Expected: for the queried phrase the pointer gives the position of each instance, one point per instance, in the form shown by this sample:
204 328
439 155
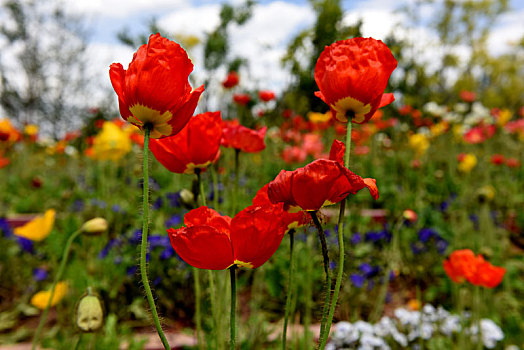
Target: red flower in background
266 95
497 159
195 147
479 134
322 182
467 96
463 265
231 81
352 76
155 88
241 99
239 137
215 242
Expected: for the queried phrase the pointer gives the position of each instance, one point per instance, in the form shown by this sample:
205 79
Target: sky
262 40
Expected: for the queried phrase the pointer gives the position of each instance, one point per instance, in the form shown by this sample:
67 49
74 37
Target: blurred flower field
375 219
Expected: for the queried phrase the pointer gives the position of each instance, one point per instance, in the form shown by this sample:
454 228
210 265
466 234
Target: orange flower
215 242
196 146
352 76
155 89
239 137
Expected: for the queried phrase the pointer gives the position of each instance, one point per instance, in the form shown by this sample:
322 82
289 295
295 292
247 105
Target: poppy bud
89 314
95 226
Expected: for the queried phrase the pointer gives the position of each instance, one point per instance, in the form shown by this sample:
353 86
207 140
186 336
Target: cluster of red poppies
462 265
352 76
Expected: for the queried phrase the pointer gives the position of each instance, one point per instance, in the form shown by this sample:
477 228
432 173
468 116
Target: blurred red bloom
497 159
463 265
479 134
293 154
239 137
231 80
195 147
266 95
467 96
241 99
155 88
215 242
352 76
322 182
512 162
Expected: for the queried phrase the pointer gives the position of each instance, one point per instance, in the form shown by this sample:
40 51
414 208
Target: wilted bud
186 196
95 226
89 314
409 215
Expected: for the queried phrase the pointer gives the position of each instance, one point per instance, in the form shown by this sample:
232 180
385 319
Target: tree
42 66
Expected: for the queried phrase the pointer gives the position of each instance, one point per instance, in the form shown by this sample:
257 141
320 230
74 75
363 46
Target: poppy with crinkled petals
195 147
352 76
215 242
239 137
320 183
155 89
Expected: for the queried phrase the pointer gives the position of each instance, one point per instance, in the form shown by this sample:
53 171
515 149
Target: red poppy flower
464 265
322 182
239 137
352 76
467 96
288 219
512 162
155 88
215 242
196 146
241 99
497 159
479 134
266 95
231 81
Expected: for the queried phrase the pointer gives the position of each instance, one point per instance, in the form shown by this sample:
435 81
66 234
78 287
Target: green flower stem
232 319
340 270
327 288
143 247
58 276
289 287
210 276
235 188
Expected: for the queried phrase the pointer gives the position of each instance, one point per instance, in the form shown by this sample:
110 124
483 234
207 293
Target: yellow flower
111 143
319 117
467 163
438 129
31 129
38 228
504 117
419 143
40 299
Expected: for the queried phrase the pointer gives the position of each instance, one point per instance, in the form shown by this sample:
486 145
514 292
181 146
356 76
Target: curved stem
327 288
232 320
289 287
61 269
143 246
340 271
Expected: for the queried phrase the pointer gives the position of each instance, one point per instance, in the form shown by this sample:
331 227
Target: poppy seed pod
89 314
95 226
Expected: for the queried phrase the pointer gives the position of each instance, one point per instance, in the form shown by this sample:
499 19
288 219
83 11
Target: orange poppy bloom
155 89
239 137
352 76
215 242
196 146
322 182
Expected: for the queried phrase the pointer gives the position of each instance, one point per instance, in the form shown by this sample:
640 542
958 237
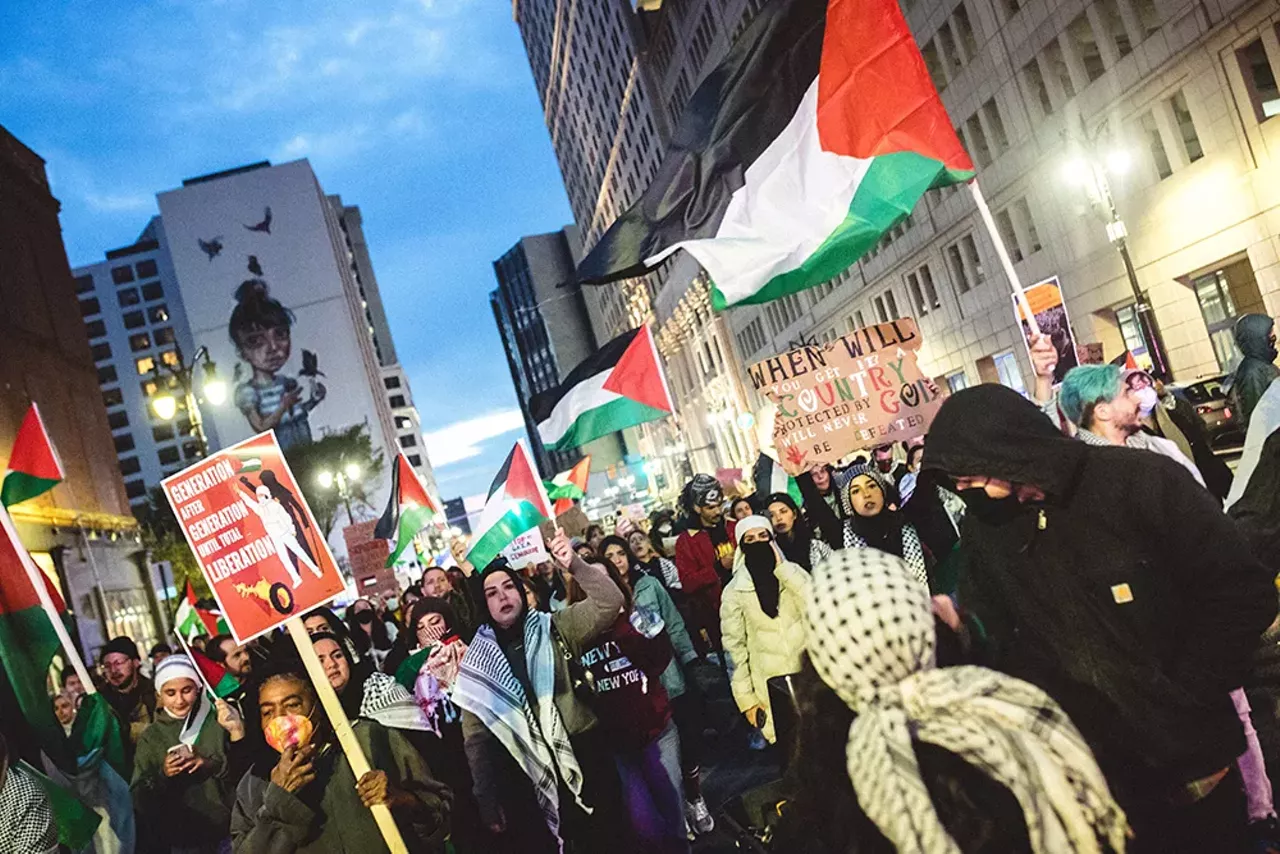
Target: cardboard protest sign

GOAL OF THE EXERCISE:
Omit the pictures and reproduce the listing exactly.

WRITTEN ANSWER:
Expected: for the queried phrase the pointer gives the position of each instance, one point per instance, in the form shown by this sample:
204 328
439 155
Target: red flower in background
266 95
497 159
195 147
479 134
322 182
467 96
463 265
231 81
352 76
155 88
241 99
239 137
215 242
Expected: for the queried phrase the pointer gives the position of each instance, one point per instance, in the form shown by this sample:
205 79
Target: sky
262 40
Expected: for the queried phrase the pointer gives the position of each instance, one point per instance, in the form shown by this sample:
67 49
74 37
Target: blurred flower field
375 219
Expected: for the queried phrase the pointer gives the position of each instance, one point per instance, in the form shown by this sample:
454 228
210 265
466 234
Target: orange flower
215 242
196 146
352 76
155 89
239 137
Expected: for the queried phrase the pointer gives the position of each instance, one point per instance, in the form shown by this sample:
322 82
289 295
295 292
247 105
Target: poppy bud
89 314
95 226
Expected: for the queried phrase the pointer gives the position of each instance, one point per instance, in the form shown by this sample:
353 86
207 140
186 336
Target: cluster of red poppies
462 265
352 76
Expected: for the queried phrase the pointer gives the position of each instance, one point per instance, in the form shown by this sample:
477 228
432 173
468 116
Target: blurred red bloom
497 159
463 265
479 134
293 154
239 137
231 80
195 147
266 95
467 96
241 99
155 88
215 242
352 76
322 182
512 162
Expected: for the queried phrase the pointer gives the position of each instance, one point per instance, in the form shown by this sample:
40 51
414 208
Target: wilted bud
186 196
95 226
89 314
409 215
Expected: for the queried phrase the pointer gives the position of each instance, one point per instance, in the form shown by this sample:
232 180
385 319
Target: tree
42 66
Expected: for the queried phrase the pointer gives the position of each instance, one point per instance, in the form shown by this sample:
257 141
320 230
74 75
363 46
Target: poppy with crinkled petals
195 147
352 76
215 242
239 137
320 183
155 89
Expected: for the queried phrase the pointer gives the position of each instance, one point per instance, in the form shown by this sample:
53 171
515 149
Target: red poppy flower
464 265
322 182
239 137
352 76
467 96
288 219
512 162
155 88
215 242
196 146
241 99
497 159
479 134
266 95
231 81
Expected: for the queried phrase the pointer gives the position of each instance, one point per instance, in the form shown by this sample:
435 81
66 234
78 287
Target: green flower stem
232 319
340 270
327 288
143 247
58 276
289 287
210 276
235 188
Expected: for the queried phrase the pointer gives the position of each instance, one point per instance, in the form shown by this sample:
110 124
483 234
207 293
Target: yellow flower
111 143
319 117
467 163
438 129
31 129
38 228
504 117
419 143
40 299
Expected: for the queried phrase the pointer gives the position of each instance, one point per instance, in the form shown by this sample:
486 145
514 292
181 146
356 76
Target: curved stem
327 288
232 320
289 287
61 269
143 246
340 271
Expected: for the queried phrase the pointer gives the position of each instance, one point per instance, in the form shown by this sample:
331 227
Target: poppy seed pod
89 314
95 226
Expected: for the queried phrase the pointer gives the position of each instance, one point per instance, in the form shown by this sample:
499 19
288 219
83 11
Target: orange poppy bloom
155 89
239 137
352 76
215 242
196 146
322 182
Expected: for the queried phrase the pointer gives the position of each instance, one point per instance, in the form shown by this sample:
640 542
958 237
Target: cardboard protest sign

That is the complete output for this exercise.